WHAT IS BEING ASKED: Copy out the entire freelancer pension and tax guide below, word for word.

SOURCE EXTRACT:
How much should freelancers contribute into a pension?
A common target: ~15% of income
But starting small is far better than not starting.
What could £80/month become?
Starting at age 27, contributing £80/month until 68 (41 years). Tax relief adds 25% - so your £80 out-of-pocket becomes £100 in the pension.
Scenario | You pay in | With tax relief | Potential pot |
🐢 Cautious (2% growth) | £49,200 | £61,500 | ~£95,000 |
⚖️ Moderate (5% growth) | £49,200 | £61,500 | ~£202,000 |
🚀 Adventurous (8% growth) | £49,200 | £61,500 | ~£474,000 |
In short: £100/month from age 27 could grow to between £95,000 and £474,000 by retirement, depending on investment performance. That's from contributions that only cost you £80/month after tax relief.
These are illustrations using low, medium, and high growth assumptions - not predictions. Investment growth is not guaranteed, and your actual returns will depend on market conditions and the funds you choose. The value of your investments can go down as well as up, and you may get back less than you put in.
Our article on 2025 financial regrets covers more on why small, consistent changes beat big one-off resolutions. -->
A practical approach for irregular income
Set a baseline (£50–£100/month)
Top up in good months
Treat it like a business cost - you're the employer now
What is Making Tax Digital?
Making Tax Digital (MTD) requires freelancers to submit tax updates quarterly using compatible software. GOV.UK: Making Tax Digital for Income Tax
Timeline
April 2026: mandatory for £50k+ gross income
April 2027: £30k+
April 2028: £20k+
👉 You'll need accounting software. Start now, even if you're below the threshold.
How to build an emergency fund as a freelancer
This isn't optional - it's survival infrastructure.
About 1.58 million self-employed people (roughly a third) have less than three months' essential expenses saved, and 11% have no savings at all (IPSE, March 2026).

PROVIDED MATERIAL:
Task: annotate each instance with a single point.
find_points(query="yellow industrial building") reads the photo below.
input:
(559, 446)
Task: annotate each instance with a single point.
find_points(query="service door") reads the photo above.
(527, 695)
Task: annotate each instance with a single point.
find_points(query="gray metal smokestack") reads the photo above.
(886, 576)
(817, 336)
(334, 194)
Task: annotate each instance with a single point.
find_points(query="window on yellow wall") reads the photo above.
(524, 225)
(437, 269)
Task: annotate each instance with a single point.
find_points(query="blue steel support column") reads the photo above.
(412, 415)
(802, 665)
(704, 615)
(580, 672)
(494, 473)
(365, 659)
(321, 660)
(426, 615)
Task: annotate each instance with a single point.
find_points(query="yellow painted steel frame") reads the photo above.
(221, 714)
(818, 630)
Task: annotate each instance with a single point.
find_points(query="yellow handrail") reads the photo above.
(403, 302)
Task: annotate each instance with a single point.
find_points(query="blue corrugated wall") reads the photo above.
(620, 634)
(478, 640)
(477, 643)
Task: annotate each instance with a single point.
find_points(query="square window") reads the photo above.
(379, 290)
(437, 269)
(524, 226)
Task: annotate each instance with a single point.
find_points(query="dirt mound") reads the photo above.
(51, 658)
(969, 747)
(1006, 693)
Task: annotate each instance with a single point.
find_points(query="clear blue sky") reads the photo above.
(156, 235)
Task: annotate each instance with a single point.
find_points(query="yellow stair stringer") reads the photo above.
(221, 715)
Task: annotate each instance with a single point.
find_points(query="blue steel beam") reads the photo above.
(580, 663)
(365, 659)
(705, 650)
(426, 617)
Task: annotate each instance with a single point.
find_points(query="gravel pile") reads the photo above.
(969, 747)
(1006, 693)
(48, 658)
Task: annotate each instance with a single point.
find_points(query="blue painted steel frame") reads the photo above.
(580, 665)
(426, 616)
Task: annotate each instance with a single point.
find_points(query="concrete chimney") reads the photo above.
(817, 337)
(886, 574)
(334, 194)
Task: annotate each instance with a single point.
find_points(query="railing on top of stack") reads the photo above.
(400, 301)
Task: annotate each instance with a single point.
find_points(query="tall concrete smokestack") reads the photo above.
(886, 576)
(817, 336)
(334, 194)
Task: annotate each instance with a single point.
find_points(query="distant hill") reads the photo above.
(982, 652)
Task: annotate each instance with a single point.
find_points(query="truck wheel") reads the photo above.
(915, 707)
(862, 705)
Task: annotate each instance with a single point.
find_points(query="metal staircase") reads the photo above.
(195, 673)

TASK OUTPUT:
How much should freelancers contribute into a pension?
A common target: ~15% of income
But starting small is far better than not starting.
What could £80/month become?
Starting at age 27, contributing £80/month until 68 (41 years). Tax relief adds 25% - so your £80 out-of-pocket becomes £100 in the pension.
Scenario | You pay in | With tax relief | Potential pot |
🐢 Cautious (2% growth) | £49,200 | £61,500 | ~£95,000 |
⚖️ Moderate (5% growth) | £49,200 | £61,500 | ~£202,000 |
🚀 Adventurous (8% growth) | £49,200 | £61,500 | ~£474,000 |
In short: £100/month from age 27 could grow to between £95,000 and £474,000 by retirement, depending on investment performance. That's from contributions that only cost you £80/month after tax relief.
These are illustrations using low, medium, and high growth assumptions - not predictions. Investment growth is not guaranteed, and your actual returns will depend on market conditions and the funds you choose. The value of your investments can go down as well as up, and you may get back less than you put in.
Our article on 2025 financial regrets covers more on why small, consistent changes beat big one-off resolutions. -->
A practical approach for irregular income
Set a baseline (£50–£100/month)
Top up in good months
Treat it like a business cost - you're the employer now
What is Making Tax Digital?
Making Tax Digital (MTD) requires freelancers to submit tax updates quarterly using compatible software. GOV.UK: Making Tax Digital for Income Tax
Timeline
April 2026: mandatory for £50k+ gross income
April 2027: £30k+
April 2028: £20k+
👉 You'll need accounting software. Start now, even if you're below the threshold.
How to build an emergency fund as a freelancer
This isn't optional - it's survival infrastructure.
About 1.58 million self-employed people (roughly a third) have less than three months' essential expenses saved, and 11% have no savings at all (IPSE, March 2026).